▸ **Stated goal 1**:
Lay out the lines of the listing as a numbered list, starting at the line containing "Please drop a marker on every instance of the traffic" and ending at the line containing "<point>488,367</point>", with blank lines omitted.

▸ **Excerpted passage**:
Thursday, May 1, 2014

Not so very long ago, we were all poor...

Not so very long ago, we were all poor...  Deidre McCloskey gives a short and interesting lecture on the rapid increase of human wealth in the last two centuries. 

She starts with a statement of fact that is obvious and completely uncontroversial to anyone with even a smattering of knowledge of human history – that is, perhaps 5% of the American citizenry.  That fact?  That there has been a constant and spectacularly rapid rise in the wealth of the human race since about 1800, no matter how you measure it.  It's very sad to me that this fact is not common knowledge...

She goes on to attribute this growth primarily to the advent of respect for traders, which I think is just a bit silly.  It seems pretty clear from my own reading of history that the rise of human wealth can be attributed primarily to the conjunction of these things:
  • The advance of organized science, which leads directly to technological innovations.  This advance continues at an ever-increasing pace; the process is regenerative and there's no end in sight.
  • The rise of capitalism, perhaps especially with the advent of stock corporations which allow vast pools of capital to be raised focused on a single business opportunity. 
  • The rule of law, applied equally to everyone.  This is still far from perfect anywhere on the planet, but nevertheless there's a direct correlation between the rule of law (and the correlated rise of personal honesty) with the wealth of nations.  Corruption and thugocracy are major reasons why countries like North Korea, Yemen, Pakistan, etc. are generally much poorer than countries like England, Finland, America, etc.

▸ **Records for this task**:

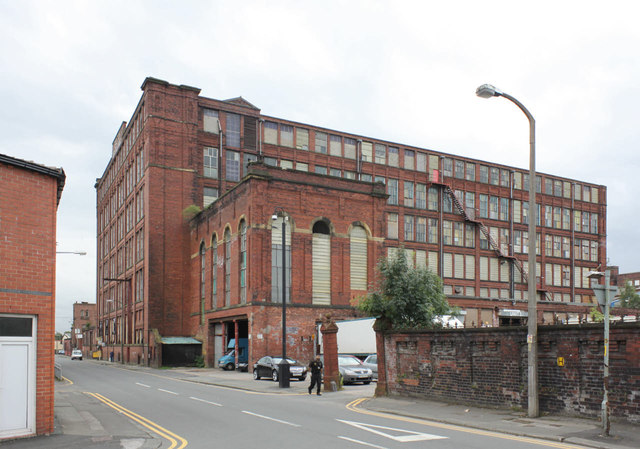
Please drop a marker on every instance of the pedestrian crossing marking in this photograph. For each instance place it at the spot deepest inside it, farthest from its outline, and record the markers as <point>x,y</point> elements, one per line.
<point>407,435</point>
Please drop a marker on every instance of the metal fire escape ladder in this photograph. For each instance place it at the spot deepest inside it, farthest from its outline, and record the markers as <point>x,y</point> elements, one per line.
<point>485,231</point>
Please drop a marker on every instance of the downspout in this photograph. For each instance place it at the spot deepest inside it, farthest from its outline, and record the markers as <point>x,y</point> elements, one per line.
<point>260,122</point>
<point>511,252</point>
<point>572,245</point>
<point>359,157</point>
<point>219,159</point>
<point>441,262</point>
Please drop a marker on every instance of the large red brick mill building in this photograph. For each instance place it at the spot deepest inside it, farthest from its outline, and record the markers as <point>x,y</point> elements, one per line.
<point>189,252</point>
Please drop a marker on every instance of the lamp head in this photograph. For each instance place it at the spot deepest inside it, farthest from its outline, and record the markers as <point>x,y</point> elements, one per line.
<point>487,91</point>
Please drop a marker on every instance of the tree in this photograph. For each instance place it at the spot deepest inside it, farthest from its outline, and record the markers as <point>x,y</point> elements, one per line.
<point>629,298</point>
<point>406,297</point>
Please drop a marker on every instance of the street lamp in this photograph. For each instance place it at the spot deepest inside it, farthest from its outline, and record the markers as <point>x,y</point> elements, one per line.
<point>488,91</point>
<point>604,299</point>
<point>284,380</point>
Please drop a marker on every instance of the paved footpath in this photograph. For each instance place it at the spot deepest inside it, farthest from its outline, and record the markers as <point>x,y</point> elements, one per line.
<point>82,423</point>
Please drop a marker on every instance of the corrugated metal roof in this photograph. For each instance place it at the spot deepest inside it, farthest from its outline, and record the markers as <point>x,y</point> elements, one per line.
<point>180,341</point>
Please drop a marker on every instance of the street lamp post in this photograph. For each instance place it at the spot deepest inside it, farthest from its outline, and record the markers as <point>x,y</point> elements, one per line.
<point>603,294</point>
<point>488,91</point>
<point>283,378</point>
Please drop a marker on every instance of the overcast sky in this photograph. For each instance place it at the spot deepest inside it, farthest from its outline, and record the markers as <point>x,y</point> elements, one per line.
<point>402,71</point>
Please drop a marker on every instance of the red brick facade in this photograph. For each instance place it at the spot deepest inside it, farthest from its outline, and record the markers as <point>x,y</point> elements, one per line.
<point>83,332</point>
<point>29,196</point>
<point>305,203</point>
<point>489,367</point>
<point>465,219</point>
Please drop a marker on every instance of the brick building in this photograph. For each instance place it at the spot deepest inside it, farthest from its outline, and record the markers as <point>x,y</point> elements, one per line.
<point>465,219</point>
<point>29,197</point>
<point>84,327</point>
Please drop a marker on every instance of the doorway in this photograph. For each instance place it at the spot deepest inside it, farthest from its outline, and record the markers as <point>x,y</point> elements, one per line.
<point>17,375</point>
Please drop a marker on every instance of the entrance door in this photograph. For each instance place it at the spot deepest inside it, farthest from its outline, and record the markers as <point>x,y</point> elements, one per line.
<point>17,376</point>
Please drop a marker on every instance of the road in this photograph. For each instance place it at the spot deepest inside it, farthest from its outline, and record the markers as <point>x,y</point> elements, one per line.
<point>186,414</point>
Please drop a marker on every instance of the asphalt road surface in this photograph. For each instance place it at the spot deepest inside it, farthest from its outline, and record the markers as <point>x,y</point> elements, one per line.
<point>194,415</point>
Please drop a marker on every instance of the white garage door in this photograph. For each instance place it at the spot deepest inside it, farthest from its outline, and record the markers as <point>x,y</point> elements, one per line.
<point>17,375</point>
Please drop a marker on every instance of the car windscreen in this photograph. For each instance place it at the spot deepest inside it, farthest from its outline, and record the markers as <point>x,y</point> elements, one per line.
<point>277,360</point>
<point>348,360</point>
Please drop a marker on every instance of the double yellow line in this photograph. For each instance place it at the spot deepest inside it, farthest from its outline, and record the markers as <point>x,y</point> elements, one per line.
<point>177,442</point>
<point>354,406</point>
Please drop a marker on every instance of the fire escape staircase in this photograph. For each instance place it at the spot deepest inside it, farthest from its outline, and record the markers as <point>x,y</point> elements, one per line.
<point>470,217</point>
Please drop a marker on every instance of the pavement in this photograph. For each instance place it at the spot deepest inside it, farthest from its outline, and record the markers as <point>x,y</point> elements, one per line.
<point>83,422</point>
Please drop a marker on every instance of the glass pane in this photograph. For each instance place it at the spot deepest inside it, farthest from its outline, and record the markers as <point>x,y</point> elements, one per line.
<point>15,327</point>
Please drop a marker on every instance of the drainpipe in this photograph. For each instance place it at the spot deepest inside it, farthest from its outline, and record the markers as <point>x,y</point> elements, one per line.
<point>441,267</point>
<point>219,158</point>
<point>260,124</point>
<point>359,157</point>
<point>511,252</point>
<point>572,244</point>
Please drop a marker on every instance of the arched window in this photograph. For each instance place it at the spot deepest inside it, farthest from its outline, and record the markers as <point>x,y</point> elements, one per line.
<point>243,262</point>
<point>321,262</point>
<point>276,259</point>
<point>202,280</point>
<point>214,271</point>
<point>358,256</point>
<point>227,267</point>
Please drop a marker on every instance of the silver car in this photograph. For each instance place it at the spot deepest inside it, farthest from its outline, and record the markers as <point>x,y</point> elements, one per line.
<point>352,370</point>
<point>371,362</point>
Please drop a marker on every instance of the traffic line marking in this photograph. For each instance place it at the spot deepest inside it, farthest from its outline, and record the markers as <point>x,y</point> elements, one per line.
<point>167,434</point>
<point>167,391</point>
<point>364,443</point>
<point>206,402</point>
<point>409,435</point>
<point>353,406</point>
<point>271,419</point>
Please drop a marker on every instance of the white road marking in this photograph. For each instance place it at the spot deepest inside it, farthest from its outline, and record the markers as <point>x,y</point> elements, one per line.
<point>206,402</point>
<point>271,419</point>
<point>362,442</point>
<point>412,436</point>
<point>167,391</point>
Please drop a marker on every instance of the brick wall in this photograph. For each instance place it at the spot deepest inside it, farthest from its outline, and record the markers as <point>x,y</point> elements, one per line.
<point>305,198</point>
<point>28,202</point>
<point>488,367</point>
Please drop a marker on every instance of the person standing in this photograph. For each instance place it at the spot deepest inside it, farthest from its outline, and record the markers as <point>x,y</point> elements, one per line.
<point>316,375</point>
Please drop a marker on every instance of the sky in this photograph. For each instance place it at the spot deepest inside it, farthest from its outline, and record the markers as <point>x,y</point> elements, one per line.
<point>403,71</point>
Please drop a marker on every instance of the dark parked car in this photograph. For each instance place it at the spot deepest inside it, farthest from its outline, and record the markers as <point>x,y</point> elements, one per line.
<point>371,362</point>
<point>268,366</point>
<point>352,370</point>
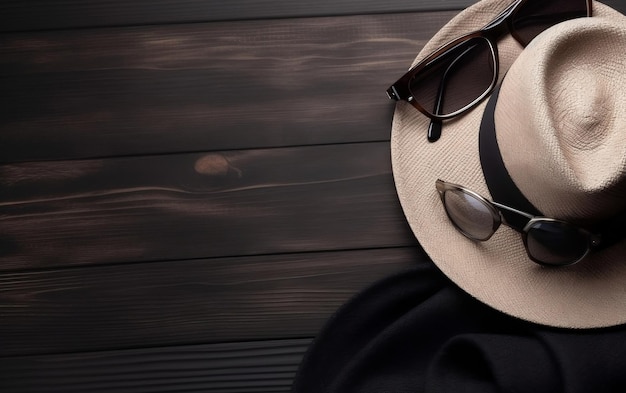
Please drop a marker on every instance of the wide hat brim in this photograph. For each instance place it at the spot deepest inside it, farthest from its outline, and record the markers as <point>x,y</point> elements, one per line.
<point>497,272</point>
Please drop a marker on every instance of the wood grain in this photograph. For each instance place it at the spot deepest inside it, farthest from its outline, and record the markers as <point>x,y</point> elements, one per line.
<point>23,15</point>
<point>185,302</point>
<point>185,206</point>
<point>259,367</point>
<point>203,87</point>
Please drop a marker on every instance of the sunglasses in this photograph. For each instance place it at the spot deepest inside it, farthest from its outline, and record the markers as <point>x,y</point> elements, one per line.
<point>547,241</point>
<point>457,76</point>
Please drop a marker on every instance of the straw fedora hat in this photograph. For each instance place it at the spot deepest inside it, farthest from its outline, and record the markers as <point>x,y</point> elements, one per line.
<point>559,119</point>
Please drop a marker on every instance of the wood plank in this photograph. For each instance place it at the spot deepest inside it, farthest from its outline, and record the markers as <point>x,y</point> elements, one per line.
<point>23,15</point>
<point>185,206</point>
<point>259,367</point>
<point>149,90</point>
<point>185,302</point>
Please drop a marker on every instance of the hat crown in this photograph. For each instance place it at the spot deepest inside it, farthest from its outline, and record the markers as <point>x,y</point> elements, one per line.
<point>561,120</point>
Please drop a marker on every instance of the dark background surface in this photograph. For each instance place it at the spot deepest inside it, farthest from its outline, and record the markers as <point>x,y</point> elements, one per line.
<point>189,189</point>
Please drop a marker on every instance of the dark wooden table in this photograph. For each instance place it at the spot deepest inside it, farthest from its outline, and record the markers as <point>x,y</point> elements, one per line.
<point>189,189</point>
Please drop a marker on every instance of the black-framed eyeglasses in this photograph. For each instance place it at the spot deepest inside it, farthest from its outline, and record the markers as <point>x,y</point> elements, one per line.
<point>458,75</point>
<point>548,241</point>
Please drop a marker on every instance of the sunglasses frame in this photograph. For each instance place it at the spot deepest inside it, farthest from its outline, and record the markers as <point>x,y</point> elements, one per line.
<point>491,32</point>
<point>593,240</point>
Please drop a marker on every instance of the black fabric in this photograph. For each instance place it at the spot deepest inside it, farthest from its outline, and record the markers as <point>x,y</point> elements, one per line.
<point>418,332</point>
<point>497,178</point>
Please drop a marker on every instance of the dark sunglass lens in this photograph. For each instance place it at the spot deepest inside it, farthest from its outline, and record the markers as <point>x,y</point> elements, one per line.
<point>536,16</point>
<point>556,243</point>
<point>454,80</point>
<point>469,214</point>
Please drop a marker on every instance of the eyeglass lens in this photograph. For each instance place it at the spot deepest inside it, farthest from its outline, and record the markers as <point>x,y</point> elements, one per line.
<point>455,80</point>
<point>548,242</point>
<point>469,214</point>
<point>555,243</point>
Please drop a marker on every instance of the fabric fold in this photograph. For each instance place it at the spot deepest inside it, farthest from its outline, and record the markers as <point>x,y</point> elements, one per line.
<point>418,332</point>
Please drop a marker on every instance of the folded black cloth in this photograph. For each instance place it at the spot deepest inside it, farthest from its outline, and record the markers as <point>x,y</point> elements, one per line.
<point>418,332</point>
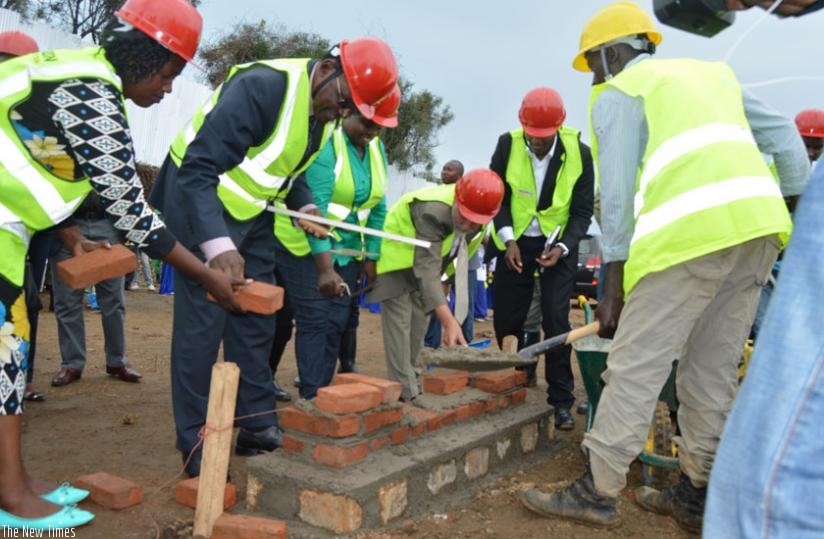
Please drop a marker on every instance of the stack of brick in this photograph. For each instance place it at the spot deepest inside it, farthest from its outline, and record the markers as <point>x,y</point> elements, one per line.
<point>358,415</point>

▸ **Stated goal 2**:
In the post on human wealth, replace "capitalism" with "free enterprise" in the stretch starting at "She goes on" and ending at "single business opportunity.", and give that stretch.

▸ **Correct answer 1**:
1. Please drop a marker on every instance of the traffic line marking in this photograph. For each instance place it at the spot deepest inside it, farthest from its outline, and record the markers as <point>x,y</point> elements, one per line.
2. <point>167,434</point>
3. <point>167,391</point>
4. <point>364,443</point>
5. <point>206,402</point>
6. <point>409,435</point>
7. <point>353,406</point>
8. <point>271,419</point>
9. Please drop a marker on every instance of the white road marking in this photograph. For each instance place it at the spot deepest inside it, farthest from its outline, and record the markers as <point>x,y</point> elements, one per line.
10. <point>206,402</point>
11. <point>271,419</point>
12. <point>362,442</point>
13. <point>412,436</point>
14. <point>167,391</point>
15. Please drop a marker on every instance of the brick wall in this photograph. For each instance place it at the spot deepest inside it, farthest from its outline, and record the markers as <point>x,y</point> elements, one per line.
16. <point>305,198</point>
17. <point>28,202</point>
18. <point>488,367</point>

▸ **Correct answer 2**:
She goes on to attribute this growth primarily to the advent of respect for traders, which I think is just a bit silly.  It seems pretty clear from my own reading of history that the rise of human wealth can be attributed primarily to the conjunction of these things:
  • The advance of organized science, which leads directly to technological innovations.  This advance continues at an ever-increasing pace; the process is regenerative and there's no end in sight.
  • The rise of free enterprise, perhaps especially with the advent of stock corporations which allow vast pools of capital to be raised focused on a single business opportunity.